§ WHAT YOU NEED TO DO:
Resume the mailing-list reply about moving the ethdev fast-path API into a separate structure, and continue it from its last line.

§ EXTRACT TO READ:
Re: [dpdk-dev] [PATCH v5 4/7] ethdev: copy fast-path API into separate structure

Ananyev, Konstantin Mon, 11 Oct 2021 08:15:28 -0700

> > Copy public function pointers (rx_pkt_burst(), etc.) and related
> > pointers to internal data from rte_eth_dev structure into a
> > separate flat array. That array will remain in a public header.
> > The intention here is to make rte_eth_dev and related structures internal.
> > That should allow future possible changes to core eth_dev structures
> > to be transparent to the user and help to avoid ABI/API breakages.
> > The plan is to keep minimal part of data from rte_eth_dev public,
> > so we still can use inline functions for fast-path calls
> > (like rte_eth_rx_burst(), etc.) to avoid/minimize slowdown.
> > The whole idea beyond this new schema:
> > 1. PMDs keep to setup fast-path function pointers and related data
> >    inside rte_eth_dev struct in the same way they did it before.
> > 2. Inside rte_eth_dev_start() and inside rte_eth_dev_probing_finish()
> >    (for secondary process) we call eth_dev_fp_ops_setup, which
> >    copies these function and data pointers into rte_eth_fp_ops[port_id].

§ GIVEN RECORDS:

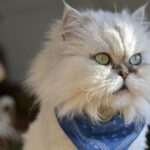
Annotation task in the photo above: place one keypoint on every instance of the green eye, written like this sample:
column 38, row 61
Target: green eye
column 102, row 58
column 135, row 59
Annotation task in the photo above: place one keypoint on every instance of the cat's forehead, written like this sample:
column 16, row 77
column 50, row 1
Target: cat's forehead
column 114, row 33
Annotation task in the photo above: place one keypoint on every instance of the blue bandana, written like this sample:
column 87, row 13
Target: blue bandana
column 113, row 135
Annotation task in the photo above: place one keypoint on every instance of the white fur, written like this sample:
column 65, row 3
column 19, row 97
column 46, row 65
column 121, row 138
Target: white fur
column 65, row 76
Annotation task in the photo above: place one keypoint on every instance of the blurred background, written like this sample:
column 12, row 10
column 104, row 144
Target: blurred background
column 23, row 24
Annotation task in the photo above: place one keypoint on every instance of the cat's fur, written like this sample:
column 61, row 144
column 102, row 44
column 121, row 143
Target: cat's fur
column 65, row 76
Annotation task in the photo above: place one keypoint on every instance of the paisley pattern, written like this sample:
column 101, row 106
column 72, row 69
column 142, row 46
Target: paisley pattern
column 112, row 135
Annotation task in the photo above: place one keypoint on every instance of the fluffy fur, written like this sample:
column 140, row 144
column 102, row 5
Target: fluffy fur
column 65, row 76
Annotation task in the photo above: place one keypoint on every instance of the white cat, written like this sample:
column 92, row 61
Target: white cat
column 95, row 63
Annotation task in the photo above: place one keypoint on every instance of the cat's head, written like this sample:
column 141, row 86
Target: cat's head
column 96, row 62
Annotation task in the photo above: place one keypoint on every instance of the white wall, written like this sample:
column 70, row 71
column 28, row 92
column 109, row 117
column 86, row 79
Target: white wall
column 25, row 21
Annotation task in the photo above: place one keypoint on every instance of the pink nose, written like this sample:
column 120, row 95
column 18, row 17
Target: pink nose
column 123, row 74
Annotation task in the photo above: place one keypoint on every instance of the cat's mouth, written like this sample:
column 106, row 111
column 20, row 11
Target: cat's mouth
column 123, row 88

§ RESULT:
> > 3. Inside rte_eth_dev_stop() and inside rte_eth_dev_release_port()
> >    we call eth_dev_fp_ops_reset(), which resets rte_eth_fp_ops[port_id]
> >    into some dummy values.
> > 4. fast-path ethdev API (rte_eth_rx_burst(), etc.) will use that new
> >    flat array to call PMD specific functions.
> > That approach should allow us to make rte_eth_devices[] private
> > without introducing regression and help to avoid changes in drivers code.
> >
> > Signed-off-by: Konstantin Ananyev <konstantin.anan...@intel.com>
> > ---
> >  lib/ethdev/ethdev_private.c  | 52 ++++++++++++++++++++++++++++++++++
> >  lib/ethdev/ethdev_private.h  |  7 +++++
> >  lib/ethdev/rte_ethdev.c      | 27 ++++++++++++++++++
> >  lib/ethdev/rte_ethdev_core.h | 55 ++++++++++++++++++++++++++++++++++++
> >  4 files changed, 141 insertions(+)
> >
> > diff --git a/lib/ethdev/ethdev_private.c b/lib/ethdev/ethdev_private.c
> > index 012cf73ca2..3eeda6e9f9 100644
> > --- a/lib/ethdev/ethdev_private.c
> > +++ b/lib/ethdev/ethdev_private.c
> > @@ -174,3 +174,55 @@ rte_eth_devargs_parse_representor_ports(char *str, 
> > void *data)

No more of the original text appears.